Can you copy out every one of these rows, requests included, scaling each point coordinate in the answers by 0.9 and rounding to whole numbers with halves going up, while leaving the request text and its sample coordinates unchanged? Please omit the pictures from your reply.

** begin **

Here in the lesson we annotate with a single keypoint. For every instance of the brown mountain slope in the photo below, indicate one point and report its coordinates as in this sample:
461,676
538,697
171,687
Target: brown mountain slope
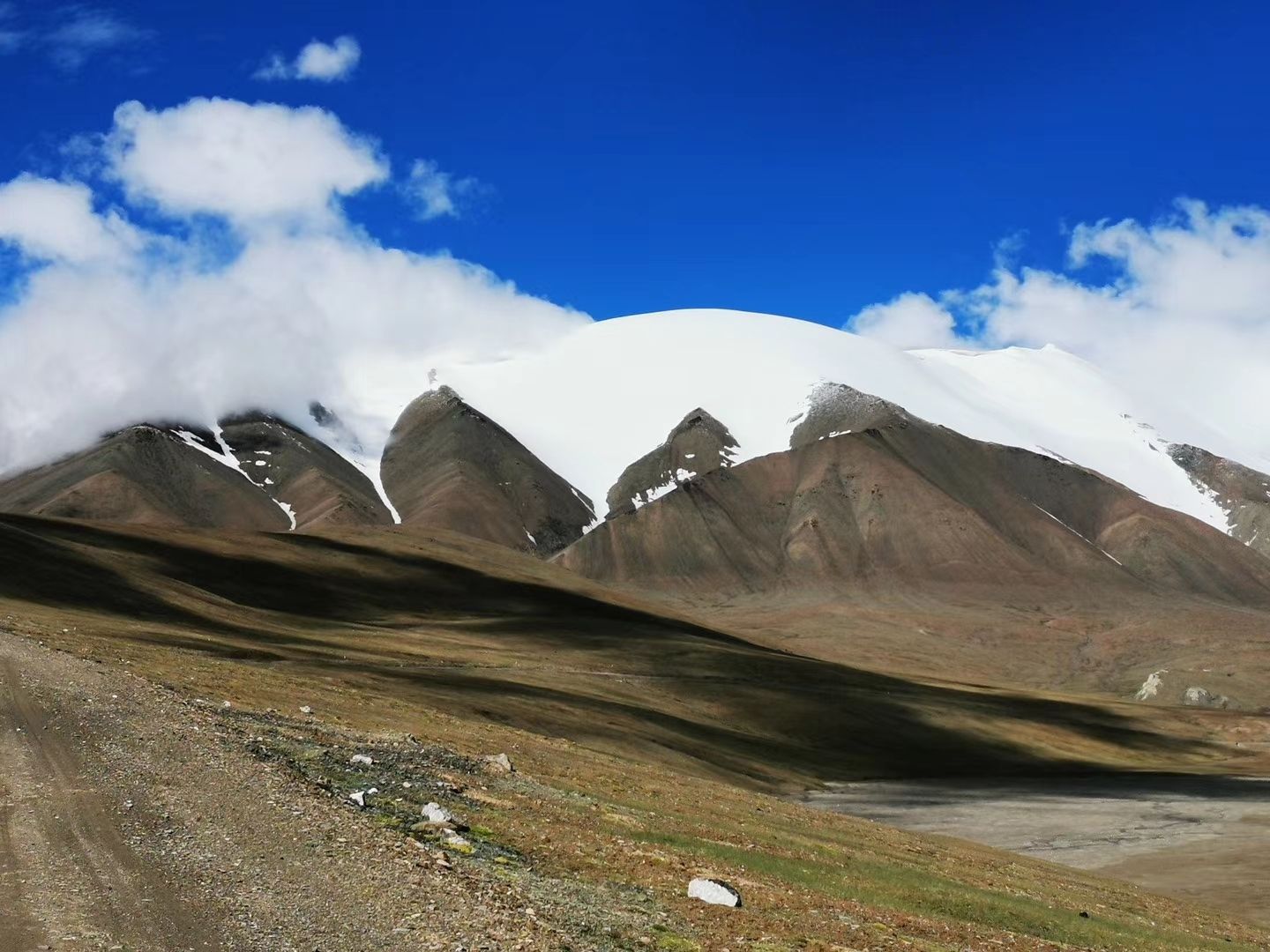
698,444
320,487
914,550
1241,492
147,476
176,475
482,632
911,504
450,467
598,841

** end **

SOLUTION FOR THIS EXERCISE -
Here in the lesson we annotate with a single keypoint. For every instance of the brown mountain slope in the photo below, indicate one point and report its coordinates as in this sample:
461,676
538,697
171,687
Target: brown mountain slope
628,400
288,438
823,495
1117,443
132,428
158,428
434,569
820,454
405,420
538,757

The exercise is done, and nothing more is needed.